Exercise instructions –
Copy out the text about the former town of Ochiai in full, with no changes.
(Extract Opens)
Ochiai (落合町, Ochiai-chō) was a town located in Maniwa District, Okayama Prefecture, Japan.

== Population ==
As of 2003, the town had an estimated population of 15,652 and a density of 105.81 persons per km^{2}. The total area was 147.92 km^{2}.

== Merge ==
On March 31, 2005, Ochiai, along with the town of Hokubō (from Jōbō District), and towns of Katsuyama, Kuse and Yubara, and the villages of Chūka, Kawakami, Mikamo and Yatsuka (all from Maniwa District) were merged to create the city of Maniwa.

==Geography==
- Rivers: Asahi River (The big-3 river through Okayama Prefecture), Bicchū River (Tributary of the Asahi River)

===Adjoining municipalities===
- Okayama Prefecture
  - Katsuyama
  - Kuse
  - Hokubō
  - Takahashi (Former Ukan town)
  - Tsuyama (Former Kume town)
  - Misaki (Former Asahi town)
  - Kibichūō (Former Kamogawa town)

==Education==
- Amatsu Elementary School
- Ueda Elementary School
  - Ueyama Branch School
- Ochiai Elementary School
- Kawahigashi Elementary School
- Kiyama Elementary School
  - Hinoue Branch School
- Kōchi Elementary School
- Tsuda Elementary School
- Bessho Elementary School
- Mikawa Elementary School
- Ochiai Junior High School
- Okayama Prefectural Ochiai High School

== Transportation ==

===Railways===
- West Japan Railway Company
  - Kishin Line
    - Mimasaka-Oiwake Station - Mimasaka-Ochiai Station - Komi Station

===Road===
- Expressways:
  - Chūgoku Expressway
    - Mimasaka-Oiwake Parking Area - Ochiai Junction - Ochiai Interchange - Maniwa Parking Area
  - Yonago Expressway
    - Ochiai Junction
- National highways:
  - Route 181
  - Route 313
- Prefectural roads:
  - Okayama Prefectural Route 30 (Ochiai-Takebe)
(Extract Closes)
(Entries supplied Opens)
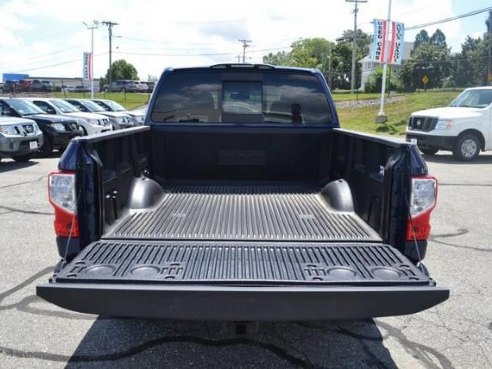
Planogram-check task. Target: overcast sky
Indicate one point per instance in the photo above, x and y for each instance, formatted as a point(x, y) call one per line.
point(46, 38)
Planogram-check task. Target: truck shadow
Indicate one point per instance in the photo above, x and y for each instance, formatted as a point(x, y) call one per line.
point(130, 343)
point(7, 165)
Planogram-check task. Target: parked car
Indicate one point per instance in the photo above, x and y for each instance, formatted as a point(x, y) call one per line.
point(20, 138)
point(122, 85)
point(57, 131)
point(91, 123)
point(464, 127)
point(118, 120)
point(82, 88)
point(38, 85)
point(16, 86)
point(112, 106)
point(141, 86)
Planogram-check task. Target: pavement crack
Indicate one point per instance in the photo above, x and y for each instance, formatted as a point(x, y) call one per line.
point(459, 232)
point(23, 183)
point(417, 350)
point(280, 353)
point(15, 210)
point(479, 249)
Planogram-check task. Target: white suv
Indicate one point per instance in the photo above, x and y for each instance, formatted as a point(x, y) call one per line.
point(464, 127)
point(91, 123)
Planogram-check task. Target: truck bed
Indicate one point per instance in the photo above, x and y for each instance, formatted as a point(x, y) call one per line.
point(247, 213)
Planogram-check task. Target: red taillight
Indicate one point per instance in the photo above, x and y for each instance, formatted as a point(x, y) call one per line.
point(61, 191)
point(422, 202)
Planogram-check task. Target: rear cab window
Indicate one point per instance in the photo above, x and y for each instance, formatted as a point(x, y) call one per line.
point(242, 96)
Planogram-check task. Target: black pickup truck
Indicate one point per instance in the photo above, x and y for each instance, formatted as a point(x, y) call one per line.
point(242, 199)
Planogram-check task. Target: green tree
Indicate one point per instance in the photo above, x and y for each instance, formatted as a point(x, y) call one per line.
point(469, 63)
point(333, 60)
point(430, 57)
(Entries supplied Closes)
Exercise response –
Ochiai (落合町, Ochiai-chō) was a town located in Maniwa District, Okayama Prefecture, Japan.

== Population ==
As of 2003, the town had an estimated population of 15,652 and a density of 105.81 persons per km^{2}. The total area was 147.92 km^{2}.

== Merge ==
On March 31, 2005, Ochiai, along with the town of Hokubō (from Jōbō District), and towns of Katsuyama, Kuse and Yubara, and the villages of Chūka, Kawakami, Mikamo and Yatsuka (all from Maniwa District) were merged to create the city of Maniwa.

==Geography==
- Rivers: Asahi River (The big-3 river through Okayama Prefecture), Bicchū River (Tributary of the Asahi River)

===Adjoining municipalities===
- Okayama Prefecture
  - Katsuyama
  - Kuse
  - Hokubō
  - Takahashi (Former Ukan town)
  - Tsuyama (Former Kume town)
  - Misaki (Former Asahi town)
  - Kibichūō (Former Kamogawa town)

==Education==
- Amatsu Elementary School
- Ueda Elementary School
  - Ueyama Branch School
- Ochiai Elementary School
- Kawahigashi Elementary School
- Kiyama Elementary School
  - Hinoue Branch School
- Kōchi Elementary School
- Tsuda Elementary School
- Bessho Elementary School
- Mikawa Elementary School
- Ochiai Junior High School
- Okayama Prefectural Ochiai High School

== Transportation ==

===Railways===
- West Japan Railway Company
  - Kishin Line
    - Mimasaka-Oiwake Station - Mimasaka-Ochiai Station - Komi Station

===Road===
- Expressways:
  - Chūgoku Expressway
    - Mimasaka-Oiwake Parking Area - Ochiai Junction - Ochiai Interchange - Maniwa Parking Area
  - Yonago Expressway
    - Ochiai Junction
- National highways:
  - Route 181
  - Route 313
- Prefectural roads:
  - Okayama Prefectural Route 30 (Ochiai-Takebe)